▶ **TASK REQUIREMENTS**
Send back the records in full, character for character.

(Records from a collection)
◆ ◆ ◆ ◆ ◆
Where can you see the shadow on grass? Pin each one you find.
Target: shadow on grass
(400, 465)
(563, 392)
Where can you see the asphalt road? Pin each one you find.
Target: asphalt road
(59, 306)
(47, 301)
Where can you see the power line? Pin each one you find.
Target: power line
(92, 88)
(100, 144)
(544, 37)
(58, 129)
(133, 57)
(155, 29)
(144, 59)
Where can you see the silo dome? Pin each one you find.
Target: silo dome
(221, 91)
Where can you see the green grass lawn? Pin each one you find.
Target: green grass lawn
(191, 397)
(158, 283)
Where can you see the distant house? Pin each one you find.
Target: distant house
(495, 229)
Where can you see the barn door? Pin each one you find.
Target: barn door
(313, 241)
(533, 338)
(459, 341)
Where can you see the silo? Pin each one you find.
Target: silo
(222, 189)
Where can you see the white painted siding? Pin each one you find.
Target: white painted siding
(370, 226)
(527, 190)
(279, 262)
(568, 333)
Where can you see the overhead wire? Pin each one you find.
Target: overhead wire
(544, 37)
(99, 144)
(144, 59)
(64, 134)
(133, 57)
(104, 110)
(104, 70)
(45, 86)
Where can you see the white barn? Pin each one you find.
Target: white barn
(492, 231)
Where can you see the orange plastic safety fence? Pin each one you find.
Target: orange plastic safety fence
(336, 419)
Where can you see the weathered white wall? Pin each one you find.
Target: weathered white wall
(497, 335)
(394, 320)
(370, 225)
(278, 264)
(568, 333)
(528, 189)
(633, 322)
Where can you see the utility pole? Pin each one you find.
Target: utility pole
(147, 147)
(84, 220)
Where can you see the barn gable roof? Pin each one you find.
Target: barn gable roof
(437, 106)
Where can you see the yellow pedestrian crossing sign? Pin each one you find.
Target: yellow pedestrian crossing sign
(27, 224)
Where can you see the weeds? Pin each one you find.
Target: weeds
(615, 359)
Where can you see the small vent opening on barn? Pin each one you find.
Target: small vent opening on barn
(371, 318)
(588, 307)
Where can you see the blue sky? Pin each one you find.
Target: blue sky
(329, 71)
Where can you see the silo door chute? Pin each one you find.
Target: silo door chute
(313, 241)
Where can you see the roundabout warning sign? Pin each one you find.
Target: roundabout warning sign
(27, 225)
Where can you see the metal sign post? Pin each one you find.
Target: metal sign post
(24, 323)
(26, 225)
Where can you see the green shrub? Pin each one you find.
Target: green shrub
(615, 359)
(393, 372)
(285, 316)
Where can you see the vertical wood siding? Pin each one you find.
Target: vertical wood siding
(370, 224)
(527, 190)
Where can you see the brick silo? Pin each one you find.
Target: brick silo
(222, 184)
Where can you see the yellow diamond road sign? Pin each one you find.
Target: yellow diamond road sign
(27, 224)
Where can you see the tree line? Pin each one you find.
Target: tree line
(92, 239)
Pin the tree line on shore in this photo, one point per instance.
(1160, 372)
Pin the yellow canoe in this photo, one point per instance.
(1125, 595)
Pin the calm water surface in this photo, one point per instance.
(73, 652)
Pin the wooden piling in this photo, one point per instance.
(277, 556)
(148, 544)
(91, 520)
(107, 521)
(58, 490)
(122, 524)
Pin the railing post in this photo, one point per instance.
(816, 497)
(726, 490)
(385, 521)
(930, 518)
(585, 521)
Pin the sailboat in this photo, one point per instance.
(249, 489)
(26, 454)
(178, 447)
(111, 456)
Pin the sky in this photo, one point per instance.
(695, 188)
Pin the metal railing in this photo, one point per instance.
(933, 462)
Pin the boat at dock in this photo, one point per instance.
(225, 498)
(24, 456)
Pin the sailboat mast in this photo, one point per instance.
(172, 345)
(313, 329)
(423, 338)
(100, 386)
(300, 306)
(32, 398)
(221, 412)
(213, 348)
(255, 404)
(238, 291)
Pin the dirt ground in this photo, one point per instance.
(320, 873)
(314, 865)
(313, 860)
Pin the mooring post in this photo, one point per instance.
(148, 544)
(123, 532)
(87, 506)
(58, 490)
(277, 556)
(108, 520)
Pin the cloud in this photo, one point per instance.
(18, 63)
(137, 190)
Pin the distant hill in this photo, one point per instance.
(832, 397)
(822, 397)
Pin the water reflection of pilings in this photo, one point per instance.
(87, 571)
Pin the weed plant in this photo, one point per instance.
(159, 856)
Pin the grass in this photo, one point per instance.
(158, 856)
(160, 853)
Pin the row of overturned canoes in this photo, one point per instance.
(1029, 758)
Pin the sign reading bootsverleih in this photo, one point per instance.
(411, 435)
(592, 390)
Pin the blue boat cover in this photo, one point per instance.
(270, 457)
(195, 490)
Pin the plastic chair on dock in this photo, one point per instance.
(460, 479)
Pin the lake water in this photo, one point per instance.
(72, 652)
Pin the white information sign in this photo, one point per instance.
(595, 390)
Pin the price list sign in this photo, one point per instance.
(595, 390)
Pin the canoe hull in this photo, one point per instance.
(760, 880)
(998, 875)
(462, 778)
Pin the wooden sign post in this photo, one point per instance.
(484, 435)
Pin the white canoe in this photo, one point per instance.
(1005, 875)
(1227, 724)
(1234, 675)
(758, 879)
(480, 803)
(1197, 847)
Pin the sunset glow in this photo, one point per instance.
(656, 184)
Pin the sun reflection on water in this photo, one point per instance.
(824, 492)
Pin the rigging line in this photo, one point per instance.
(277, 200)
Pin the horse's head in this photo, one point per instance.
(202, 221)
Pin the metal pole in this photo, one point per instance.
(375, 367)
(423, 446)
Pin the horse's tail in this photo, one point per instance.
◆ ◆ ◆ ◆ ◆
▶ **IN RESPONSE**
Where can you see the shadow on grass? Pin each one you find.
Target: shadow on grass
(400, 465)
(563, 392)
Where can you see the asphalt road? Pin each one you find.
Target: asphalt road
(59, 306)
(47, 301)
Where can you see the power line? Pin each one you find.
Target: power line
(92, 88)
(100, 144)
(544, 37)
(58, 129)
(133, 57)
(155, 29)
(144, 59)
Where can you see the silo dome? Pin each one you find.
Target: silo dome
(221, 91)
Where can you see the green grass lawn? Pin each one you find.
Target: green grass lawn
(191, 397)
(158, 283)
Where can you see the distant house? Pin each one you find.
Target: distant house
(495, 229)
Where can you see the barn door? Pin each one you find.
Target: barn door
(313, 241)
(533, 338)
(459, 341)
Where can you see the silo? Pin each one you find.
Target: silo
(222, 189)
Where can you see the white painted siding? Pin each one you find.
Target: white painted siding
(370, 226)
(527, 190)
(279, 262)
(568, 333)
Where can you see the overhead wire? Pin each one you find.
Target: overhead wire
(544, 37)
(99, 144)
(144, 59)
(64, 134)
(133, 57)
(104, 110)
(104, 70)
(45, 86)
Where can you see the white barn? Pin each one you find.
Target: white barn
(492, 231)
Where can you see the orange plastic safety fence? Pin each one you find.
Target: orange plastic safety fence
(336, 419)
Where can you see the weathered white wall? Pin each one you find.
Target: weathered white wall
(497, 335)
(394, 320)
(370, 225)
(278, 264)
(568, 333)
(528, 189)
(633, 322)
Where can you see the utility pole? Pin each one you find.
Target: utility pole
(147, 147)
(84, 220)
Where can you see the barn gable roof? Pin each one you find.
Target: barn gable roof
(437, 106)
Where can you see the yellow pedestrian crossing sign? Pin each one you find.
Target: yellow pedestrian crossing sign
(27, 224)
Where can you see the weeds? Pin each one you find.
Target: weeds
(615, 359)
Where can you see the small vent opening on barn? Pin each one you find.
Target: small vent opening on barn
(371, 318)
(588, 307)
Where can you see the blue sky? Pin each one you find.
Target: blue sky
(329, 71)
Where can you see the silo door chute? Pin each one you find.
Target: silo door chute
(313, 241)
Where can you see the roundabout warning sign? Pin each one you find.
Target: roundabout warning sign
(27, 225)
Where can you see the metal sign post? Pin each one you find.
Target: metal sign post
(24, 323)
(26, 225)
Where can you see the green shrub? Pin each one you find.
Target: green shrub
(615, 359)
(393, 372)
(285, 316)
Where can you see the vertical wood siding? Pin each one you find.
Target: vertical wood siding
(370, 224)
(527, 190)
Where can you see the brick silo? Pin each one you find.
Target: brick silo
(222, 184)
Where can you see the yellow diamond road sign? Pin each one you find.
Target: yellow diamond road sign
(27, 224)
Where can you see the tree line? Pin each one you find.
Target: tree line
(92, 239)
Pin the tree line on shore in this photo, one point per instance.
(1160, 372)
Pin the yellow canoe in this photo, one point per instance.
(1125, 595)
Pin the calm water surface in this photo, one point per instance.
(73, 652)
Pin the wooden piling in this photo, one point per instance.
(277, 556)
(148, 544)
(91, 520)
(107, 521)
(58, 490)
(122, 524)
Pin the railing post in this photo, one point per instance.
(816, 497)
(726, 490)
(385, 521)
(930, 518)
(585, 521)
Pin the sailboat in this photo, one point per instance.
(249, 489)
(26, 454)
(178, 447)
(111, 456)
Pin the sky in this photo, one point per instance.
(695, 188)
Pin the metal railing in this photo, one point per instance.
(933, 462)
Pin the boat at dock in this photo, one point per instance.
(225, 498)
(24, 456)
Pin the sailboat mast in this photo, one point per instance.
(172, 345)
(313, 329)
(423, 338)
(100, 386)
(300, 306)
(32, 398)
(221, 412)
(213, 348)
(255, 404)
(238, 291)
Pin the dirt ground in this photo, one point per instance.
(320, 873)
(314, 865)
(313, 860)
Pin the mooring post in this photo, one point per instance.
(148, 544)
(123, 532)
(87, 506)
(58, 490)
(277, 556)
(108, 520)
Pin the cloud in this photo, one point per instance.
(18, 63)
(137, 190)
Pin the distant hill in this photo, one point per instance.
(832, 397)
(822, 397)
Pin the water reflection of pilings in this photo, one point per instance.
(87, 571)
Pin the weed plant in this photo, one point per instance.
(159, 856)
Pin the grass in this photo, one point per instance.
(158, 856)
(160, 853)
Pin the row of overturned canoes in this photo, one point per instance.
(1029, 758)
Pin the sign reading bootsverleih in this photo, one point per instance.
(411, 435)
(592, 390)
Pin the blue boat cover in this photo, one point per instance.
(270, 457)
(195, 490)
Pin the plastic chair on dock in this photo, one point per instance.
(460, 479)
Pin the lake water in this photo, one point per instance.
(72, 652)
Pin the white information sign in this photo, one point per instance.
(595, 390)
Pin the price list sign in this photo, one point per instance.
(595, 390)
Pin the canoe hull in this photo, one point per instance.
(760, 880)
(998, 875)
(462, 778)
Pin the wooden sign post in this photo, one point per instance.
(484, 435)
Pin the white canoe in this photo, one point per instance.
(1005, 875)
(1227, 724)
(1234, 675)
(758, 879)
(480, 803)
(1197, 847)
Pin the sunset glow in this photo, one point per instance.
(656, 184)
Pin the sun reflection on water in this photo, one point per instance.
(824, 492)
Pin the rigging line in this photo, one point per instance.
(277, 200)
Pin the horse's head in this photo, one point per instance.
(202, 221)
Pin the metal pole in this photo, one point per instance.
(375, 367)
(423, 446)
Pin the horse's tail in this photo, one point per instance.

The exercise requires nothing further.